Task requirements:
Copy out the items word for word, starting with the first line and continuing through the line that contains "[189,0,321,179]", including that line.

Rows from a box labeling dataset
'''
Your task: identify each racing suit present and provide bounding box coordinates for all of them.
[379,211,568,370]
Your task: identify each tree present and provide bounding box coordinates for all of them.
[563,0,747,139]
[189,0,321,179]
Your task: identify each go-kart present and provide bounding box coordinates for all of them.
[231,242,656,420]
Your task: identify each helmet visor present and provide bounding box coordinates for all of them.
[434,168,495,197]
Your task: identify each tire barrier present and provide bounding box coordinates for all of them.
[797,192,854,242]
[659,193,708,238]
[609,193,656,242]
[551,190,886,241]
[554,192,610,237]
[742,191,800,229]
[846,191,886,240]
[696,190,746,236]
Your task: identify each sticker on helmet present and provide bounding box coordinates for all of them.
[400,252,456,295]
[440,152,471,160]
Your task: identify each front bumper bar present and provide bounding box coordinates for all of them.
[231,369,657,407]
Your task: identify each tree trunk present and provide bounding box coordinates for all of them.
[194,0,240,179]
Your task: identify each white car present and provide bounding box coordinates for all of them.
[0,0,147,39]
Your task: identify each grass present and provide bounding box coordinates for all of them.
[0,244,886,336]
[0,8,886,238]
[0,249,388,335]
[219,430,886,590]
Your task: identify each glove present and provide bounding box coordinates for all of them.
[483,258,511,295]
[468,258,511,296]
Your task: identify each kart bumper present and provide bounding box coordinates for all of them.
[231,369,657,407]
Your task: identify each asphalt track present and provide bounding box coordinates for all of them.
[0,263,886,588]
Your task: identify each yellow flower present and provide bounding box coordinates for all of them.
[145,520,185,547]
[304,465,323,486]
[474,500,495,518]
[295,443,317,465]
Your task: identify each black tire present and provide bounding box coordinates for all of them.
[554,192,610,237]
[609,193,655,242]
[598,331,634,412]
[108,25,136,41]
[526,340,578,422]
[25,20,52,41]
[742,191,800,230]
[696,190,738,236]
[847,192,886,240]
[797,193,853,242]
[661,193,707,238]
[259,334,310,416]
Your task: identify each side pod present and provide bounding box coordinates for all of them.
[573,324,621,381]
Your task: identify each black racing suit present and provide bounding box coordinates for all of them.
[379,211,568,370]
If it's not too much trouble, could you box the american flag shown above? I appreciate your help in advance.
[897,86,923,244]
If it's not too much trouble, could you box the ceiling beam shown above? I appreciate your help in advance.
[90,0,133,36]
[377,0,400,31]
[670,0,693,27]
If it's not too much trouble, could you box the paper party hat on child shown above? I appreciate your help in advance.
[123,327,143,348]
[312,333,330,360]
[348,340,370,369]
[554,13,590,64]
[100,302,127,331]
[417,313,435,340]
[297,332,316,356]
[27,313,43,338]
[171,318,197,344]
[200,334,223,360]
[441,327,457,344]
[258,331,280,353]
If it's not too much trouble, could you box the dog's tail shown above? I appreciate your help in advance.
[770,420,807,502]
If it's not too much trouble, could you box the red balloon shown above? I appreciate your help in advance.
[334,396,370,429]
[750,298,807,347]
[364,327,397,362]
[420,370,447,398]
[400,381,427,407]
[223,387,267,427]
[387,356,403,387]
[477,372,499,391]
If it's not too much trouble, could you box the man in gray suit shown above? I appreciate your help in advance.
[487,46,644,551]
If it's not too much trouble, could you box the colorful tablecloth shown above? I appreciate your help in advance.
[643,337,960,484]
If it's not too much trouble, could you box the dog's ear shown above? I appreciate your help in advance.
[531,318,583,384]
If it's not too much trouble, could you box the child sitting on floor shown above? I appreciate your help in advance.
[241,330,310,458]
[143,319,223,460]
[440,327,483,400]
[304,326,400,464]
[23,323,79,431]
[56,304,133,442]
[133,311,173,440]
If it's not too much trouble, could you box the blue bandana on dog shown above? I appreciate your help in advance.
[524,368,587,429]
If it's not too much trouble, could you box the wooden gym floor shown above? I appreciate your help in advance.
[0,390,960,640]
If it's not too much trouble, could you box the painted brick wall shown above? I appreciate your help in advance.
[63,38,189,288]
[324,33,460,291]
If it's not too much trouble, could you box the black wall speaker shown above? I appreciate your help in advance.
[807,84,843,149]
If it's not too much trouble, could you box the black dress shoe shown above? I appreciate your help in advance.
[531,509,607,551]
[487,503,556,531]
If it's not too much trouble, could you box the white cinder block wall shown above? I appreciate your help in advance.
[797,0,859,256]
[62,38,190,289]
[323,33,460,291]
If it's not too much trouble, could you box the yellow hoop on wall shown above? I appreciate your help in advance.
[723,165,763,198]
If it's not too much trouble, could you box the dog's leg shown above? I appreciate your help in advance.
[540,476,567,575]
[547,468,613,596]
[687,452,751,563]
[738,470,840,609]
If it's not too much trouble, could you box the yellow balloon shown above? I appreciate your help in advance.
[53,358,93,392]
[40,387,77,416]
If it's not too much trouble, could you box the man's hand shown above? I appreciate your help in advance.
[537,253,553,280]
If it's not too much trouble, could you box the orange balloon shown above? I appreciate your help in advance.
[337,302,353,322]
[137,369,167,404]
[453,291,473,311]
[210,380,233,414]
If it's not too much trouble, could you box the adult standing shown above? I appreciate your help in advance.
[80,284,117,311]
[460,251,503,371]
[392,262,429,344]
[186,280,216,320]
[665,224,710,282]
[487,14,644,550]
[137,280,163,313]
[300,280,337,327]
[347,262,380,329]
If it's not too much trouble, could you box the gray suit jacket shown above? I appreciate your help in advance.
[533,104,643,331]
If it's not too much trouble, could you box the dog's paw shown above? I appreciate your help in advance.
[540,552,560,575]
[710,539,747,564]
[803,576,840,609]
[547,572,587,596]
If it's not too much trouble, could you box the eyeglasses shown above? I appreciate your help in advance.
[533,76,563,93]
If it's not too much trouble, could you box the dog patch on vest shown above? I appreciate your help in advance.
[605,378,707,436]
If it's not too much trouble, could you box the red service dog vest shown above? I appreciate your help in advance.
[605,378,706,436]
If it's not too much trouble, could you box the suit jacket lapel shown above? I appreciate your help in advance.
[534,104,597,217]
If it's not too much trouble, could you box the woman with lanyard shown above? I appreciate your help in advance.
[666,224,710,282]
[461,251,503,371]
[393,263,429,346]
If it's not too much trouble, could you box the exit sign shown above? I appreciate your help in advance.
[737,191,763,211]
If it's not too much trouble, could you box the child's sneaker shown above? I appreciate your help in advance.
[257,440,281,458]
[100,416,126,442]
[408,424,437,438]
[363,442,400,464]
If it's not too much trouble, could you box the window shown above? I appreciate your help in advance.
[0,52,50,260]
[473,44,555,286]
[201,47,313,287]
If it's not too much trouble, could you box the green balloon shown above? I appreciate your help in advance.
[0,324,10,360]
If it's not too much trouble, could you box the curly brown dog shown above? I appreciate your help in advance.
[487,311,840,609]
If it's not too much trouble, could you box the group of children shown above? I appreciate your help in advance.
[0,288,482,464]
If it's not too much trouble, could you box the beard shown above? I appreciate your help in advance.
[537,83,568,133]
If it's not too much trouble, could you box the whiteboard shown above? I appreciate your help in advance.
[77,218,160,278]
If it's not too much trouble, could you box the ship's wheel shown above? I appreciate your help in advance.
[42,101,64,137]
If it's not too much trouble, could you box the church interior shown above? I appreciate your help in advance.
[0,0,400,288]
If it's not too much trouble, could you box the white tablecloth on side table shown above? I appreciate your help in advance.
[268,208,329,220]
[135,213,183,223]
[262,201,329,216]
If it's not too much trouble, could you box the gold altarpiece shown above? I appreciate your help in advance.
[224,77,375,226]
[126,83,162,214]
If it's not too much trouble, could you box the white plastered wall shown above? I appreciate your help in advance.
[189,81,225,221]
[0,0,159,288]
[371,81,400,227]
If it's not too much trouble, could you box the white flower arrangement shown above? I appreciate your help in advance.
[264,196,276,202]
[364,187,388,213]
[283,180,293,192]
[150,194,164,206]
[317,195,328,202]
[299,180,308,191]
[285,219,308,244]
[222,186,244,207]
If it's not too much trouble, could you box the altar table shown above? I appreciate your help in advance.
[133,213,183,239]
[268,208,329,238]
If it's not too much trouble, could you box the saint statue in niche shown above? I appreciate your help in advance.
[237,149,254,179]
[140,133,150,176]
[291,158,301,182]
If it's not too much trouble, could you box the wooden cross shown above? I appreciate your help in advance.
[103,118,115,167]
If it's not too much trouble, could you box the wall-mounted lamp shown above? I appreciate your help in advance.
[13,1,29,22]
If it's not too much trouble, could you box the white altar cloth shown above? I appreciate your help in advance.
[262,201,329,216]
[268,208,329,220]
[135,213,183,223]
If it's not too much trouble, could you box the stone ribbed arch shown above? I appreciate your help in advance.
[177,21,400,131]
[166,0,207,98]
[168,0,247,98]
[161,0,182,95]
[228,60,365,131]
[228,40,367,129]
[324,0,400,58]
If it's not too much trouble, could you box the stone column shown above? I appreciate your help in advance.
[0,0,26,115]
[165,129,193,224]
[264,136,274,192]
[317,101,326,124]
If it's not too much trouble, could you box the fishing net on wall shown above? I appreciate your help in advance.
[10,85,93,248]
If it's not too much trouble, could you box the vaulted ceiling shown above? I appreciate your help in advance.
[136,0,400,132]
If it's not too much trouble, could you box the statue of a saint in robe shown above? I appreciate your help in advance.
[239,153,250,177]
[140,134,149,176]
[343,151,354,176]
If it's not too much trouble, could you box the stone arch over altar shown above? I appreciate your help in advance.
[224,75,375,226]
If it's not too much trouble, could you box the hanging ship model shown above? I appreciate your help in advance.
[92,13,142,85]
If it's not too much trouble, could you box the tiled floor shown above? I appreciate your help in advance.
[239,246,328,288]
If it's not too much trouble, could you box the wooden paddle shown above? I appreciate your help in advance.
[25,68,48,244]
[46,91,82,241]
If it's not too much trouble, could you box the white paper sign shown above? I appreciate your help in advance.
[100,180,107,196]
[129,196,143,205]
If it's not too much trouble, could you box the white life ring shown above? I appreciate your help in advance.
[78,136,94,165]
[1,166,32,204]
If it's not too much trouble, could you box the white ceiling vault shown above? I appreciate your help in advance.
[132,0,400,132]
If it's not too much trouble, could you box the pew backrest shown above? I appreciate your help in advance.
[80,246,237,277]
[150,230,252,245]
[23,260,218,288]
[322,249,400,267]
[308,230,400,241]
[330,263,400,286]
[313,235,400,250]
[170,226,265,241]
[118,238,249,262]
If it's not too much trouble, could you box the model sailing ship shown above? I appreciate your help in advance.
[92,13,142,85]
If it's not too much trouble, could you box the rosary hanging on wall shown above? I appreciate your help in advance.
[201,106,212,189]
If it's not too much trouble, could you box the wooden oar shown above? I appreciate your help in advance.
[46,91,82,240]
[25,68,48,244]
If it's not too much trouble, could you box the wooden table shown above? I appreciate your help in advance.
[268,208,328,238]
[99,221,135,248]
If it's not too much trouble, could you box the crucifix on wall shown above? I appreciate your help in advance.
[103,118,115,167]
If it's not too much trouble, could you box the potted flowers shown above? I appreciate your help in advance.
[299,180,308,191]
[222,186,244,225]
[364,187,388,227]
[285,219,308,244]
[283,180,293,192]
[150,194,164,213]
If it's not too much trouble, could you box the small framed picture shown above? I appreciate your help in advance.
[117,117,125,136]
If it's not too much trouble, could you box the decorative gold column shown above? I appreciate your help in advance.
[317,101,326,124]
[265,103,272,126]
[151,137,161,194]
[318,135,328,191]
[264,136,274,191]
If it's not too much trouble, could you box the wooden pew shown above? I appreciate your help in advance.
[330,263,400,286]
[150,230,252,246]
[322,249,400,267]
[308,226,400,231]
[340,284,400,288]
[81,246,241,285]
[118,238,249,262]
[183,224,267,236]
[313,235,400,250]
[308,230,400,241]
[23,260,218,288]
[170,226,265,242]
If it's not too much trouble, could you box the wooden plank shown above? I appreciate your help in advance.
'''
Completed task:
Your task: identify each racing suit present and provide bounding box coordinates for all of them.
[379,211,568,370]
Your task: identify each tree present and provide bounding box coordinates for all of them.
[563,0,747,139]
[189,0,321,179]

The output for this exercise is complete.